Consignes:
(a) Dans le texte sur la rêverie maternelle, relevez les trois façons dont, selon l'analyste, Audrey accueillait sa parole.
(b) Transcrivez mot pour mot le passage du texte sur la rêverie maternelle, de « Dans les premiers » à « nous avions ensemble. ».

Texte:
◇ ◇ ◇ ◇ ◇

Le lien se fait avec des patients qui ont les plus grandes difficultés à quitter le perceptif pour recourir à une symbolisation primaire. On peut repérer chez certains une véritable panique sur le divan.
Ne pas perdre l’objet primaire, situé hors de la vue, impliquerait pour l’analyste une présence qui, si elle n’est pas visuelle implique d’autres modes sensoriels comme la voix. Le but d’un tel travail pour ces patients serait de pouvoir organiser une scène primitive fantasmatique et une possibilité de latence.
Je voudrais dire quelques mots pour terminer, du concept de rêverie maternelle empruntée à Bion.
Ce concept est élaboré à partir de patients pour lesquels la fonction paternelle a fait faillite, patients pris dans des angoisses primitives, angoisse de mort, de destruction, de liquéfaction… d’avant le langage et qu’il s’agit de transformer.
La rêverie maternelle, au-delà des apparences, inclut le père à l’intérieur de la mère, tiers psychique symbolisé entre elle et son enfant, qui lui permet de se détacher des angoisses de mort de son enfant, projetées sur elle.
J’ai eu quelques années en analyse Audrey, patiente sur laquelle aucune interprétation n’avait de prise. Peut-être l’avais-je allongée prématurément, influencé par son affirmation que oui, elle avait déjà fait une analyse. Ma parole était systématiquement déniée, violemment rejetée ou ignorée. J’étais par ailleurs frappé de son amabilité souriante et de la tonalité enfantine de son attitude au début et à la fin des séances. Etrangeté de l’ange.
Ses propos ne quittaient pas la perception, dans le sens où elle me relatait par le menu tout ce qu’elle avait vécu entre deux séances.
Dans les premiers temps je me vivais comme mauvais et plein de haine pour elle, allant même jusqu’à souhaiter son départ et redoutant les séances que nous avions ensemble.
Je me sentais tendu et persécuté par elle. Il me fallu du temps pour penser que cette négativité ne s’adressait pas à moi mais à ma parole, au son de ma voix peut-être et au-delà à la fonction interprétative. Mais il me semblait que ce n’était pas même les mots qui lui faisaient horreur, simplement la manifestation de ma présence derrière elle. Je me dis que j’étais une mère prédatrice, dangereuse et que la haine par moi éprouvée était la sienne prise à l’intérieur de moi. C’était comme si la moindre de mes paroles la confrontait à un effondrement, en tous cas à un grand danger.
C’est là qu’intervient la rêverie maternelle de l’analyste, qui renonce à toute interprétation signifiante. Le tiers est cette « capacité négative » à l’intérieur de lui qui lui enjoint de renoncer à toute interprétation signifiante pour entendre, dans un propos anodin ce qui échappe au langage, sans autre boussole que ce qui s’éprouve à l’état brut, sans recourir au savoir analytique. C’est là la signification de la provocation bionnienne du « sans mémoire, sana attente et sans compréhension », qui considère que chaque séance est un commencement et que rien ne doit en être attendu.
Concernant Audrey, je pensais à un champ de bataille, peut-être à un vieux film : Les croix de bois. Quelqu’un déterrait à moitié un mort, peut-être le détroussait-il, il l’emportait sur son dos.
Je dis : « Je porte un mort ». Je retrouvais le roi des aulnes.
Rien ne se dit de plus à cette séance. J’entendis couler des pleurs. Je sentais que nous allions commencer à penser ensemble.

◇ ◇ ◇ ◇ ◇

Documents sources:

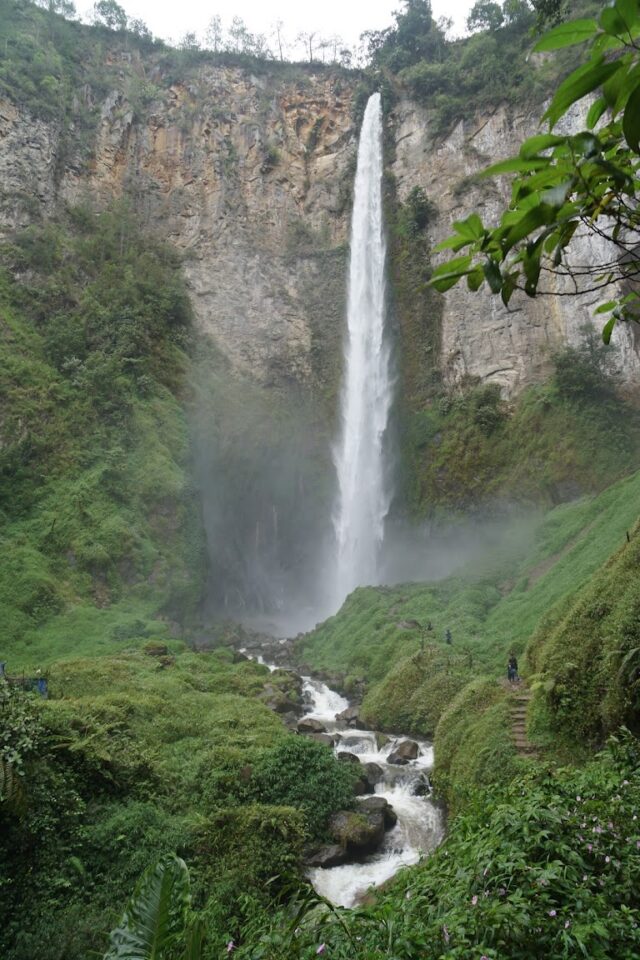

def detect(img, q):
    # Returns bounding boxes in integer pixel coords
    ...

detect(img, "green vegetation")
[0,208,202,668]
[404,338,640,516]
[232,735,640,960]
[299,473,640,688]
[0,641,351,960]
[433,0,640,334]
[364,0,598,131]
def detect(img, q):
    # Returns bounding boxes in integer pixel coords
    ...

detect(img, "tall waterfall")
[333,93,393,602]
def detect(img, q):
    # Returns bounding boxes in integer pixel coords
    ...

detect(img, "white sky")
[78,0,473,47]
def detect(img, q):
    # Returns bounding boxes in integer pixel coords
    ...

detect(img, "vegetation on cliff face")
[0,200,202,667]
[0,640,352,960]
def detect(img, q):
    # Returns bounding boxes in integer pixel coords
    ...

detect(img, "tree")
[467,0,504,33]
[205,13,224,53]
[296,30,318,63]
[272,20,286,62]
[93,0,127,30]
[431,0,640,343]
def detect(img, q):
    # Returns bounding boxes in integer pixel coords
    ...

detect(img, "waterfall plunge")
[333,93,393,604]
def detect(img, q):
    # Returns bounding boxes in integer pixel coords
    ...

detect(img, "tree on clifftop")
[431,0,640,343]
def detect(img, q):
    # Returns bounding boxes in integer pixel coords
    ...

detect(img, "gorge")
[0,0,640,960]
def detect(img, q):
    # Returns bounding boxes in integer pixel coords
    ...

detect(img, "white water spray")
[333,93,393,604]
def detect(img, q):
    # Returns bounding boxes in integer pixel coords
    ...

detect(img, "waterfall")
[333,93,393,603]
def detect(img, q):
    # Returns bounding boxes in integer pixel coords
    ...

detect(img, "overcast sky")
[78,0,473,46]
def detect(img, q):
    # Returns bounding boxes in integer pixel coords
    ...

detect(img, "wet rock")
[356,797,398,830]
[413,773,431,797]
[388,740,420,765]
[336,707,366,730]
[280,710,300,731]
[353,777,371,797]
[297,717,327,733]
[329,810,384,858]
[362,763,384,793]
[260,683,302,715]
[305,843,348,869]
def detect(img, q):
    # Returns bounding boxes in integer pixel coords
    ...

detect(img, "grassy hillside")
[0,202,202,668]
[300,473,640,684]
[0,640,352,960]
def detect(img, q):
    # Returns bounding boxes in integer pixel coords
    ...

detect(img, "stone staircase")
[511,686,538,757]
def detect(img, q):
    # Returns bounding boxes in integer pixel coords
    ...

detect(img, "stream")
[302,677,444,907]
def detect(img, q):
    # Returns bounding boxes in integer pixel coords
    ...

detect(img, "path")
[511,684,538,757]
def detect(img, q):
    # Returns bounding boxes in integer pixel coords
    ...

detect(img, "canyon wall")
[0,51,640,409]
[391,99,640,396]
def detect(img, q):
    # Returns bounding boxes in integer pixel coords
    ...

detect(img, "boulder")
[305,843,347,869]
[362,763,384,793]
[336,707,365,730]
[297,717,327,733]
[308,733,334,748]
[329,810,384,858]
[260,683,302,716]
[387,740,420,765]
[356,797,398,830]
[413,773,431,797]
[353,777,371,797]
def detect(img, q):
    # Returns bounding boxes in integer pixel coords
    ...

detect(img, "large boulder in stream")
[329,810,384,859]
[305,843,348,870]
[387,740,420,765]
[362,763,384,793]
[307,733,335,749]
[336,707,366,730]
[297,717,327,733]
[356,797,398,830]
[260,682,302,716]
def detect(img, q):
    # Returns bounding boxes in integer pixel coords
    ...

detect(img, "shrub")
[251,736,354,837]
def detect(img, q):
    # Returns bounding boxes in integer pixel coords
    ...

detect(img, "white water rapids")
[333,93,393,606]
[303,677,444,907]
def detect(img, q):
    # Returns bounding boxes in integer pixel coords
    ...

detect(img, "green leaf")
[533,18,598,53]
[599,7,627,37]
[505,203,555,250]
[622,87,640,153]
[596,300,618,313]
[587,97,607,130]
[544,60,621,127]
[467,265,484,293]
[615,0,640,31]
[104,856,191,960]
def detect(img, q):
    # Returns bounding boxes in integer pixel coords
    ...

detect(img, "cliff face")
[0,58,640,396]
[392,100,640,396]
[0,61,356,385]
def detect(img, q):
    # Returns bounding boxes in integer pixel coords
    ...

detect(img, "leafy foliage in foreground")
[432,0,640,343]
[0,207,200,657]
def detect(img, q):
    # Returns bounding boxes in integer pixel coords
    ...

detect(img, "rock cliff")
[391,100,640,396]
[0,61,357,385]
[0,51,640,397]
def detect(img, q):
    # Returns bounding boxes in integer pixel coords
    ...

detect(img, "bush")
[251,736,354,837]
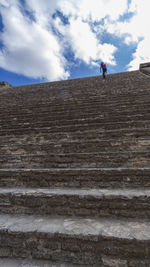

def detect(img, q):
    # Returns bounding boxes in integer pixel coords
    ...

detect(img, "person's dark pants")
[103,69,106,79]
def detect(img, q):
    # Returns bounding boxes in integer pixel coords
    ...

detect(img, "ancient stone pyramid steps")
[0,71,150,267]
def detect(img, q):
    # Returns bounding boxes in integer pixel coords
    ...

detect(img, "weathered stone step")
[0,128,150,144]
[0,120,150,135]
[0,188,150,219]
[0,90,150,107]
[0,151,150,168]
[0,138,150,153]
[0,109,150,127]
[0,99,150,116]
[0,127,150,139]
[0,111,150,129]
[0,168,150,189]
[0,260,82,267]
[0,215,150,266]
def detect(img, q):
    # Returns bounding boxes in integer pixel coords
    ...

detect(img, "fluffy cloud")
[55,18,116,65]
[0,1,69,80]
[105,0,150,70]
[59,0,127,21]
[0,0,150,81]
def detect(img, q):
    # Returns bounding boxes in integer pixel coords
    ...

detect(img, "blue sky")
[0,0,150,86]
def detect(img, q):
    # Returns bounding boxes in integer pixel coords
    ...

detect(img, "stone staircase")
[0,71,150,267]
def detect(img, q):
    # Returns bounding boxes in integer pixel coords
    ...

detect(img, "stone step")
[0,260,82,267]
[0,168,150,189]
[0,120,150,134]
[0,127,150,139]
[0,99,150,116]
[0,138,150,153]
[0,188,150,219]
[0,151,150,168]
[0,215,150,266]
[0,133,149,146]
[0,111,150,129]
[0,91,150,107]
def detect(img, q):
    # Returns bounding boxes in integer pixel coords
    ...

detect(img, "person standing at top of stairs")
[100,62,107,79]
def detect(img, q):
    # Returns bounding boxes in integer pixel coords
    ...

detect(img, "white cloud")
[55,18,117,66]
[59,0,127,21]
[105,0,150,70]
[0,0,69,80]
[0,0,150,80]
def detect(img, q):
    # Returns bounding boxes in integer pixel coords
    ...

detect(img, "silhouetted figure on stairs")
[100,62,107,79]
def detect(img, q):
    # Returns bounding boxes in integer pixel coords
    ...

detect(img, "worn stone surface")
[0,258,84,267]
[0,188,150,219]
[0,68,150,267]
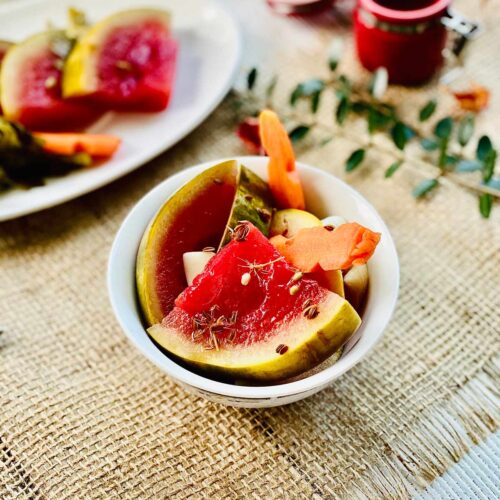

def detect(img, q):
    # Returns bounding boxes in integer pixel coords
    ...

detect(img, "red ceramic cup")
[354,0,451,85]
[267,0,335,16]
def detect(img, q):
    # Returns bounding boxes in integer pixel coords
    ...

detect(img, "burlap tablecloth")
[0,0,500,499]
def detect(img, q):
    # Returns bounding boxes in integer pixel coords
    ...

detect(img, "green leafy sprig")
[234,55,500,218]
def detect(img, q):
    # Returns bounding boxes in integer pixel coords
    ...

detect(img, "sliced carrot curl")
[34,132,121,157]
[270,222,380,273]
[259,109,305,210]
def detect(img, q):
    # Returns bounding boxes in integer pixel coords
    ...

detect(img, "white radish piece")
[344,264,368,312]
[182,252,215,285]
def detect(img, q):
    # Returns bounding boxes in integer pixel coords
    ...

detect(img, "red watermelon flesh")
[94,20,177,111]
[17,49,100,130]
[172,223,329,346]
[1,31,100,130]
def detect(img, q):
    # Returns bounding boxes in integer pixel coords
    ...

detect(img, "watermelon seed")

◇ ◇ ◇ ◇ ◇

Corrigés:
(a)
- systématiquement déniée
- violemment rejetée
- ignorée

(b)
Dans les premiers temps je me vivais comme mauvais et plein de haine pour elle, allant même jusqu’à souhaiter son départ et redoutant les séances que nous avions ensemble.